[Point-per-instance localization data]
________________

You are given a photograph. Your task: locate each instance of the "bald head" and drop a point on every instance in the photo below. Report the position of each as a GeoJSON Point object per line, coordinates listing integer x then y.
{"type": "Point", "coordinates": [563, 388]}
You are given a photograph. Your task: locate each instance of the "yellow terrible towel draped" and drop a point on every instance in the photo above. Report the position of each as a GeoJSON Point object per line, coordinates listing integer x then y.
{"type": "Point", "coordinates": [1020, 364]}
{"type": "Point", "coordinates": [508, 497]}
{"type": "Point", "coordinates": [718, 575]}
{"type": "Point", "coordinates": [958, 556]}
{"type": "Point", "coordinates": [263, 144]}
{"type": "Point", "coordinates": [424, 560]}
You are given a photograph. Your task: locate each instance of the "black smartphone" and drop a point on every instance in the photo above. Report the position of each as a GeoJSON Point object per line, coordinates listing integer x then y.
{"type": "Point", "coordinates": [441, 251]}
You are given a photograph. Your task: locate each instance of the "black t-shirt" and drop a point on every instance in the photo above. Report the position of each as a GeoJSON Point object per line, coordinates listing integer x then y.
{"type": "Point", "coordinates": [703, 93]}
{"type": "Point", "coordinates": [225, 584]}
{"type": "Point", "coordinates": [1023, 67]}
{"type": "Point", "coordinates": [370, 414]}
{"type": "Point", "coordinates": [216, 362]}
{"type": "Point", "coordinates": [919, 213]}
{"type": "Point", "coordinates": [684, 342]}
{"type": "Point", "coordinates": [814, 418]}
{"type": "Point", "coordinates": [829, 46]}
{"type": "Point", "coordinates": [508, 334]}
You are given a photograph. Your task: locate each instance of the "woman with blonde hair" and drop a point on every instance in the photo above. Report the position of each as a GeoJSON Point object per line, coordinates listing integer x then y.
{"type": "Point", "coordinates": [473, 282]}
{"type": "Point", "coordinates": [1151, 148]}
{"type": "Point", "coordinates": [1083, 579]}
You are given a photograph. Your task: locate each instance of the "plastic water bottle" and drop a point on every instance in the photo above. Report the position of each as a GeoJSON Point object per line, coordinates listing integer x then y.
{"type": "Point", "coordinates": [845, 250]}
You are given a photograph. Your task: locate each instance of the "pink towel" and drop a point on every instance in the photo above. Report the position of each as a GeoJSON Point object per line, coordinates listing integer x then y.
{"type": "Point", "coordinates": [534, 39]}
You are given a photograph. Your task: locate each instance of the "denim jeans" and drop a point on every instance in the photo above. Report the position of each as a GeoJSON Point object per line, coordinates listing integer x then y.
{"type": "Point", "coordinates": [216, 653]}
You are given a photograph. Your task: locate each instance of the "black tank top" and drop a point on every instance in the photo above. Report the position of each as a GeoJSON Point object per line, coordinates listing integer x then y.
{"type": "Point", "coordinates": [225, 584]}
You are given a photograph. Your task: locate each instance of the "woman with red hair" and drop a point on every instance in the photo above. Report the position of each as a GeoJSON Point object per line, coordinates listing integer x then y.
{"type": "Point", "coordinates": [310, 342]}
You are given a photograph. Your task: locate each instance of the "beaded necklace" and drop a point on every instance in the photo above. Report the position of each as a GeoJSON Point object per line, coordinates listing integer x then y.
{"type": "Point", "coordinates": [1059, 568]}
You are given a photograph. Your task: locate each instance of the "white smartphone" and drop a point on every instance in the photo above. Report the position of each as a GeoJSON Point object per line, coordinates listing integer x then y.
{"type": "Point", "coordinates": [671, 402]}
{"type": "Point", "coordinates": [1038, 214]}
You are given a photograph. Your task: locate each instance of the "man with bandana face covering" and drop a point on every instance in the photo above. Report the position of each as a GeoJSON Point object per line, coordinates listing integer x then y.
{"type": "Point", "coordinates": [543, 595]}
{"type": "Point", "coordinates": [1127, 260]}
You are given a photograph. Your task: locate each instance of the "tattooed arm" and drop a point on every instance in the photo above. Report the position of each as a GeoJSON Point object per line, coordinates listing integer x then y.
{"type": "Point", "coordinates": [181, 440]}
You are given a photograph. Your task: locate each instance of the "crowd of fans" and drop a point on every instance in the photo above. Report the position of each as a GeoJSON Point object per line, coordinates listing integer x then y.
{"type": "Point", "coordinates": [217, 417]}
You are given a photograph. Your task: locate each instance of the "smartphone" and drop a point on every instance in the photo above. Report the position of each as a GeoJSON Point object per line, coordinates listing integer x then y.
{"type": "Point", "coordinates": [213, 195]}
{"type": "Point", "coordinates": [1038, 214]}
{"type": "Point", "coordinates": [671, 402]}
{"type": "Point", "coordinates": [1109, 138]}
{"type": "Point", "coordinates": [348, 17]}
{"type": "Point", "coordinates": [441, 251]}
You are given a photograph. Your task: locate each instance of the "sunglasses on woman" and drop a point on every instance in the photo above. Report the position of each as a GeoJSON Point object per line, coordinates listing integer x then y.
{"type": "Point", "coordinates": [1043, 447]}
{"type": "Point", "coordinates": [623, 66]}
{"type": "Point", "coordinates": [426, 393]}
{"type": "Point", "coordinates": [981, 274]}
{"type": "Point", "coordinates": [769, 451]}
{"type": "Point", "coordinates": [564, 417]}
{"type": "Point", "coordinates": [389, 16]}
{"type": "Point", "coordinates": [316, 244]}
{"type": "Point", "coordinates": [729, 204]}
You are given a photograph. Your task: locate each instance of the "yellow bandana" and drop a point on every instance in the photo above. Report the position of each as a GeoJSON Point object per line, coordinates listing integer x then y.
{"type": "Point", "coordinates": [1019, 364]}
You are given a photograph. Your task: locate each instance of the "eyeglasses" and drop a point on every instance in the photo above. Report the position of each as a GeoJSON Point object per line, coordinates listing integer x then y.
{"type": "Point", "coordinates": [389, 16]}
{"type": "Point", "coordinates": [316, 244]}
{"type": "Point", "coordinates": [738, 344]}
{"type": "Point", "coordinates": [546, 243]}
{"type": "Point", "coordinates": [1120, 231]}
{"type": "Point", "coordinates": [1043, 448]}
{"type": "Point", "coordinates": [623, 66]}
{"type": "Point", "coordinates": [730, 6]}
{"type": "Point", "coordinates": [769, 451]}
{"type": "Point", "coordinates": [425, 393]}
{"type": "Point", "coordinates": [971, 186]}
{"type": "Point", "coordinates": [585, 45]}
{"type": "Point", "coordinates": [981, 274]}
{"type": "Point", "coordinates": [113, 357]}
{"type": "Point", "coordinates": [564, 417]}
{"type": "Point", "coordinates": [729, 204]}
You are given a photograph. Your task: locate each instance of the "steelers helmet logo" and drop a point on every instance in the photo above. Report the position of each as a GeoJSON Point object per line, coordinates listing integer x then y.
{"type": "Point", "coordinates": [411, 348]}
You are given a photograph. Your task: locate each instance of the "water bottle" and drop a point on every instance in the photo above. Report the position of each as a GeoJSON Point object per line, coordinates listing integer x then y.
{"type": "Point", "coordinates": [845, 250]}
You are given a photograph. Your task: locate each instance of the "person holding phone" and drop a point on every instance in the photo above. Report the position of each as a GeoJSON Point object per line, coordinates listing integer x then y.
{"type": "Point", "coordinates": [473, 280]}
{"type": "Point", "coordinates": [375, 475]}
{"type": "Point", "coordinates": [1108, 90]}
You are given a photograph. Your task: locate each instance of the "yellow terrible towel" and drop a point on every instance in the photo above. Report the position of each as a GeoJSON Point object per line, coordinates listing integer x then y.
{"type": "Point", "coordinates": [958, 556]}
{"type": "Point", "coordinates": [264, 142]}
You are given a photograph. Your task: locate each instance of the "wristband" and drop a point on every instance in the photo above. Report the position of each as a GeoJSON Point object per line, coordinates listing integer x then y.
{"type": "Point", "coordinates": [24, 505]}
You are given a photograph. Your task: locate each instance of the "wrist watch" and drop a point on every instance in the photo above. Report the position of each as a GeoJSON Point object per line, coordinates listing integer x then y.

________________

**INSTRUCTIONS TO FOLLOW:**
Set the data down once more, exactly as it stands.

**RESPONSE BOX:**
You are given a photograph. Your task: locate each instance of the "bald head" and drop a point on every instance in the photo below. Report the position of each as a GeoJSON Point object per line, coordinates listing integer x then y.
{"type": "Point", "coordinates": [563, 388]}
You are given a photograph. Your task: locate each instance of the "yellow terrible towel draped" and drop a point on every instance in the photo above. Report the position of each as a GeoJSON Point object per line, coordinates listing integer x then y.
{"type": "Point", "coordinates": [1020, 364]}
{"type": "Point", "coordinates": [508, 497]}
{"type": "Point", "coordinates": [718, 575]}
{"type": "Point", "coordinates": [958, 556]}
{"type": "Point", "coordinates": [263, 144]}
{"type": "Point", "coordinates": [424, 560]}
You are given a photograph. Your task: locate each instance of the "black smartphone" and drop a point on every instance in the photo above. Report the position of each as a GeoJSON Point object per line, coordinates listing integer x then y.
{"type": "Point", "coordinates": [441, 251]}
You are given a photograph. Your task: locate each instance of the "black t-shirt" and drop a point on every instance in the photo above. Report the position of each as a GeoJSON Point object per line, coordinates listing integer x then y.
{"type": "Point", "coordinates": [703, 93]}
{"type": "Point", "coordinates": [225, 584]}
{"type": "Point", "coordinates": [1023, 67]}
{"type": "Point", "coordinates": [370, 414]}
{"type": "Point", "coordinates": [216, 362]}
{"type": "Point", "coordinates": [919, 213]}
{"type": "Point", "coordinates": [684, 342]}
{"type": "Point", "coordinates": [814, 418]}
{"type": "Point", "coordinates": [829, 46]}
{"type": "Point", "coordinates": [508, 334]}
You are given a photograph. Your task: locate each instance of the "woman with blonde hair" and drop a point on every instance in the photo above. Report the position of each as a GeoJSON Point object per line, coordinates listing integer x then y.
{"type": "Point", "coordinates": [473, 282]}
{"type": "Point", "coordinates": [1151, 148]}
{"type": "Point", "coordinates": [1083, 579]}
You are given a photograph. Your task: locate each instance of the "plastic water bottle" and drop a point on every instance in the photo above. Report the position of each as a GeoJSON Point object per line, coordinates listing integer x then y.
{"type": "Point", "coordinates": [845, 250]}
You are given a photograph. Your task: locate each instance of the "pink towel" and drop a point on every instance in the photo above. Report the position of each as a GeoJSON Point object per line, coordinates listing integer x then y.
{"type": "Point", "coordinates": [534, 39]}
You are given a photograph. Your task: locate each instance of the "denim jeans" and drop a point on every instance in the photo above. Report the position of each as a GeoJSON Point object per line, coordinates listing integer x then y.
{"type": "Point", "coordinates": [216, 653]}
You are given a photograph. Your task: locate each instance of the "black tank top" and drop a point on every instance in the photo above. Report the position of each as a GeoJSON Point object per line, coordinates listing integer x then y.
{"type": "Point", "coordinates": [225, 584]}
You are given a photograph. Your task: locate each instance of the "woman with red hair" and drop a point on every instance in the photo above. Report the position of each as a GeoJSON Point object per line, coordinates listing integer x then y.
{"type": "Point", "coordinates": [310, 342]}
You are given a photograph. Your task: locate each instance of the "beaded necklace" and drop a point on every instance in the photo above. Report the position of each as a GeoJSON Point object per line, coordinates listing integer x then y.
{"type": "Point", "coordinates": [1059, 568]}
You are given a photograph. Your task: locate each instance of the "white smartphone" and drop a point on every instance in the photo above. Report the position of each as a GeoJSON Point object per line, coordinates listing integer x then y.
{"type": "Point", "coordinates": [671, 402]}
{"type": "Point", "coordinates": [1038, 214]}
You are given a photograph. Your task: locate each instance of the "man with bandana face covering" and drop a point on every instance in the photo above. Report the position of each as a GeoJSON Point object per line, coordinates listing integer x then y.
{"type": "Point", "coordinates": [543, 595]}
{"type": "Point", "coordinates": [1127, 260]}
You are given a photograph. Your task: locate each instance of the "tattooed arm" and drop a point on every instance in the photo above. Report the position of each as a GeoJSON Point object per line, coordinates listing integer x then y.
{"type": "Point", "coordinates": [181, 440]}
You are given a photograph. Your task: locate each instance of the "crowd of fans" and drop a point on every instance in the photo above. Report the position of each as a GeoJSON Point object per line, coordinates listing integer x then y.
{"type": "Point", "coordinates": [217, 417]}
You are given a photograph. Your task: locate each instance of the "smartphone" and drop a point on every instance in the photo above. Report the position of each as a GeoJSON Point object per line, coordinates listing integer x then y.
{"type": "Point", "coordinates": [213, 195]}
{"type": "Point", "coordinates": [1038, 214]}
{"type": "Point", "coordinates": [671, 402]}
{"type": "Point", "coordinates": [1109, 138]}
{"type": "Point", "coordinates": [348, 17]}
{"type": "Point", "coordinates": [441, 251]}
You are given a photograph. Your task: locate each instance of the "sunglasses on woman" and drop a point on every instance in the photo above. Report the position of each as a GeoJSON Point object per line, coordinates listing integer x then y.
{"type": "Point", "coordinates": [1043, 447]}
{"type": "Point", "coordinates": [623, 66]}
{"type": "Point", "coordinates": [426, 393]}
{"type": "Point", "coordinates": [981, 274]}
{"type": "Point", "coordinates": [769, 451]}
{"type": "Point", "coordinates": [564, 417]}
{"type": "Point", "coordinates": [389, 16]}
{"type": "Point", "coordinates": [316, 244]}
{"type": "Point", "coordinates": [729, 204]}
You are given a photograph. Your task: locate each instance of the "yellow bandana" and drop a point on every instance in the photo above. Report the position of each as a GeoJSON Point object per line, coordinates listing integer x then y.
{"type": "Point", "coordinates": [1019, 364]}
You are given a photograph. Your task: locate each instance of the "eyeglasses" and drop a point on every instance in the photo above. Report the position of each as a GeoJSON Point object per line, coordinates listing integer x then y.
{"type": "Point", "coordinates": [389, 16]}
{"type": "Point", "coordinates": [316, 244]}
{"type": "Point", "coordinates": [738, 344]}
{"type": "Point", "coordinates": [546, 243]}
{"type": "Point", "coordinates": [1120, 231]}
{"type": "Point", "coordinates": [1043, 448]}
{"type": "Point", "coordinates": [623, 66]}
{"type": "Point", "coordinates": [730, 6]}
{"type": "Point", "coordinates": [769, 451]}
{"type": "Point", "coordinates": [425, 393]}
{"type": "Point", "coordinates": [971, 186]}
{"type": "Point", "coordinates": [585, 45]}
{"type": "Point", "coordinates": [981, 274]}
{"type": "Point", "coordinates": [113, 357]}
{"type": "Point", "coordinates": [564, 417]}
{"type": "Point", "coordinates": [729, 204]}
You are given a photograph. Your task: locate each instance of the "steelers helmet logo" and drop a point on every instance in the photo above. Report the position of each as a GeoJSON Point object per line, coordinates listing integer x then y.
{"type": "Point", "coordinates": [411, 348]}
You are given a photograph. Your task: locate each instance of the "water bottle" and drop a point on every instance in the photo above. Report the position of each as a GeoJSON Point object per line, coordinates listing integer x then y.
{"type": "Point", "coordinates": [845, 250]}
You are given a photograph. Your task: locate each instance of the "person holding phone" and drop a point on every instance in the photo above. Report the position of each as a GeoJSON Point object per line, coordinates listing integer x then y.
{"type": "Point", "coordinates": [473, 280]}
{"type": "Point", "coordinates": [375, 475]}
{"type": "Point", "coordinates": [1108, 90]}
You are given a photograph. Your task: locate each instance of the "yellow terrible towel" and drop a point on every instance in the photo above. Report the position of each as a GeoJSON Point object per line, coordinates listing integer x then y.
{"type": "Point", "coordinates": [958, 556]}
{"type": "Point", "coordinates": [264, 142]}
You are given a photograph. Your task: locate each instance of the "wristband" and drop a point on every instance in the photo above. Report the position of each as a GeoJSON Point object per line, coordinates listing integer x then y.
{"type": "Point", "coordinates": [24, 505]}
You are given a photograph. Your task: locate each instance of the "wrist watch" and drop a point on every instance in the photo above. Report the position of each as a GeoJSON Point object per line, coordinates listing integer x then y.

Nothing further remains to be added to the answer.